> Passage to read:
::::

However whilst hers indoors was due for renewal, mine wasn't until next month. Apparently years ago, when we changed our mobiles, I had an extra month left on my contract, so that carried forward and has done for a long time. So no new phones today which is a shame for the company because I am going to pay more for the contract. Just seems overly bureaucratic and stands in the way of progress and moreover, them gaining extra income. 'Because the computer says so, I can't do it Sir.'

The second project that went belly up is that I've had a panoramic picture I took in San Francisco in 2010 waiting the be framed. My middle son wanted a picture framing and I had another photograph of his I've had blown up and I wanted framing. The shop only works nine to five, Monday to Friday so that will now have to wait a little longer.

The third project went without a hitch. Shopping. Oh joy.

I don't know if you've noticed, but all the berries are out already. I passed a couple yesterday picking brambles from a hedgerow and they had ice cream boxes full of berries. The elderberries have turned and my honeysuckle and pyracantha are jammed with berries. 

I know I've exploded the myth already in a past blog that an abundance of berries mean a bad winter to come (it actually means we had a good spring past,) but I believe that they are about a month early. My benchmark is that I used to pick elderberries with my kids to make wine in the first week of September before they went back to school and even then, some weren't ready.  

Chat soon


Monday, 1 August 2011

Lucy Locket

Now here's a story and a half.

Part of my Reiki exam for my third Master's degree yesterday (Sunday) was to do a heart attunement for someone, in this case, a friend who gave up her Sunday afternoon to help me out as a 'client.' I don't know her very well, but we meet at groups and she is a lovely, lovely person. I won't identify her of course; she's been going through a fairly rough time at home through one thing and another so when I asked her if she would be a client for my exam which is mainly practical based, she agreed readily.

I gave her a 'heart attunement.' Fellow blogger MorningAJ asked what on earth that is, it sounds terrifying. Yes it does but in truth using the power of Reiki healing energy I used the Reiki symbols during a meditation to give her a healing boost. No surgery, just me channeling Universal Life Force energy. Now this lady is a big believer in angels. She needed a boost remember because of the things she's been experiencing.

::::

> Dataset entries:
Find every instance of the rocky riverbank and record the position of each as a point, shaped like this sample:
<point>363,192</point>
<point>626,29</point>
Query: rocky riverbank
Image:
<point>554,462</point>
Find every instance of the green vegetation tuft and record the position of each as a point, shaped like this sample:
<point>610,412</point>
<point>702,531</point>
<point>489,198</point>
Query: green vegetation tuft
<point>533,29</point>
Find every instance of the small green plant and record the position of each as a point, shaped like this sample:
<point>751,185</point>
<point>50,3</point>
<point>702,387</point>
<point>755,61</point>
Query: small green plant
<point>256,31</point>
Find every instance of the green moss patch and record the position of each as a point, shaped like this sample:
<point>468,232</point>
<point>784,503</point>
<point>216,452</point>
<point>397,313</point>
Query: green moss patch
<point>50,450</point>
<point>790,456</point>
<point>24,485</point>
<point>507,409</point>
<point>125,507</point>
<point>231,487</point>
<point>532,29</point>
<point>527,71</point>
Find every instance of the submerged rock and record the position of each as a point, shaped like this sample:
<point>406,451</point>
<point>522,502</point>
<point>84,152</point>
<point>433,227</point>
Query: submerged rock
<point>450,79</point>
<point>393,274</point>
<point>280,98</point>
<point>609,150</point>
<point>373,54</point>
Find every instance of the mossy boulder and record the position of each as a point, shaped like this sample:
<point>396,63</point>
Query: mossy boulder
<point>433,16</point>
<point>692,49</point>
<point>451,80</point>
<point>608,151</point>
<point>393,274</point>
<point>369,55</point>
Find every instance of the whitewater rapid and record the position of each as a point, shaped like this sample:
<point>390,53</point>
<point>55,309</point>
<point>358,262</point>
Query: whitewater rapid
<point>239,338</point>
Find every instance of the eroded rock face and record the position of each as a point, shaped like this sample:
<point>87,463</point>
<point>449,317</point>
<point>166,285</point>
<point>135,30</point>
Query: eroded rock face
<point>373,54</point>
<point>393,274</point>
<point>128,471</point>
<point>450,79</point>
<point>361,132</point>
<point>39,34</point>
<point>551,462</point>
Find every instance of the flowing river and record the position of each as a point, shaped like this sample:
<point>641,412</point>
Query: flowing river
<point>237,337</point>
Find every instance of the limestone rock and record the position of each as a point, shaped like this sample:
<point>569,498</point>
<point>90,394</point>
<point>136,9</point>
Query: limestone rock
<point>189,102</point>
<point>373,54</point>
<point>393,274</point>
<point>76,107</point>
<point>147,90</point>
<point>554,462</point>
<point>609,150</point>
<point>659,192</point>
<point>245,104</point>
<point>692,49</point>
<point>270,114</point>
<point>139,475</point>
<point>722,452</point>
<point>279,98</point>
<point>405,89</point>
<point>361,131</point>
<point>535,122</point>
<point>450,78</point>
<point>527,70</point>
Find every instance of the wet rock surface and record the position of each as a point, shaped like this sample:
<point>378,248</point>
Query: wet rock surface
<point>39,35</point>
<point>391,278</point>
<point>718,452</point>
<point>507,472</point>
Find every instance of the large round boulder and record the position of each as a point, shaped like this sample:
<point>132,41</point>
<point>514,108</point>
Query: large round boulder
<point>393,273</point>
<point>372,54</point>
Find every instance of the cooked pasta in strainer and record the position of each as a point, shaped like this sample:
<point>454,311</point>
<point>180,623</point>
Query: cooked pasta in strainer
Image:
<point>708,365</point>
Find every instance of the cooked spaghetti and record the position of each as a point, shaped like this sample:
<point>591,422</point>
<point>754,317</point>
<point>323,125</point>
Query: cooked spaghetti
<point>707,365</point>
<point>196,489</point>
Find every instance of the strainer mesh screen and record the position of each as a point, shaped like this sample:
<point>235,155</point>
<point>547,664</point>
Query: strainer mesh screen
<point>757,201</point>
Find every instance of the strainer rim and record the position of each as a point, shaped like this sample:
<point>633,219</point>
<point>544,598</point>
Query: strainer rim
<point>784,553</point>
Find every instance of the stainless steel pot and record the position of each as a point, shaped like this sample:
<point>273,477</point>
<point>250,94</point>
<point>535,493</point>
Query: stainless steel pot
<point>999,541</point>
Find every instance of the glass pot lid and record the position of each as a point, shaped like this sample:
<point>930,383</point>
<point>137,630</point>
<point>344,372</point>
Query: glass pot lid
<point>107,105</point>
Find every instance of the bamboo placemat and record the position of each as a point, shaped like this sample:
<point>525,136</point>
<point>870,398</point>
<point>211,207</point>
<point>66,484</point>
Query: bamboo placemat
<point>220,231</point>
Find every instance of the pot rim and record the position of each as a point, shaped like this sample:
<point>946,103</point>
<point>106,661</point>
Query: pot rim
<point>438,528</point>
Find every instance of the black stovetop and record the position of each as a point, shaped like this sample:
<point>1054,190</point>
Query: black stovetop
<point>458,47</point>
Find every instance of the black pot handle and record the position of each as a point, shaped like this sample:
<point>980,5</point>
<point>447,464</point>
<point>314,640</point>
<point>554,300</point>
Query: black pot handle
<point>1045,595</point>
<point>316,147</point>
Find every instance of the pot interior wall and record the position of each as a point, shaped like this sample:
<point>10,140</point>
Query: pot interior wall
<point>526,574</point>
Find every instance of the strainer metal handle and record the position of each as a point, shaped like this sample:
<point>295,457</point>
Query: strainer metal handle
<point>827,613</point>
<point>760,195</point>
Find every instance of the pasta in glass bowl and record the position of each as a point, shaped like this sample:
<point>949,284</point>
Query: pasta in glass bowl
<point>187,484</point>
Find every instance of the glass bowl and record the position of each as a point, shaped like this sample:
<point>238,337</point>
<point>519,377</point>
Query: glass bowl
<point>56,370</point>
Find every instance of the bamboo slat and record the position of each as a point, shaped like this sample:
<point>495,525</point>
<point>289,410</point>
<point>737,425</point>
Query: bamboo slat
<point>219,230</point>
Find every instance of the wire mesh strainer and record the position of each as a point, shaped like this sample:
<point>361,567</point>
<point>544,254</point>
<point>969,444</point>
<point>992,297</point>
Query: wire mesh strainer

::::

> What to work on:
a. Say whether each statement agrees with the blog passage. Answer yes or no, and quote the words of the passage that decide it.
(i) The writer's phone contract was due for renewal at the same time as that of "hers indoors."
(ii) The shop that does the framing is open only on weekdays.
(iii) The writer used to pick elderberries with the children in the first week of September.
b. Answer these questions from the blog passage.
(i) In what year did the writer take the panoramic picture in San Francisco?
(ii) What did the couple picking brambles have full of berries?
(iii) What is the friend who acted as a client a big believer in?
c. List every plant that the blog passage names in connection with berries.

> Outputs by task:
a.
(i) No: "However whilst hers indoors was due for renewal, mine wasn't until next month."
(ii) Yes: "The shop only works nine to five, Monday to Friday"
(iii) Yes: "I used to pick elderberries with my kids to make wine in the first week of September"

b.
(i) 2010
(ii) Ice cream boxes
(iii) Angels

c. Brambles, elderberries, honeysuckle, pyracantha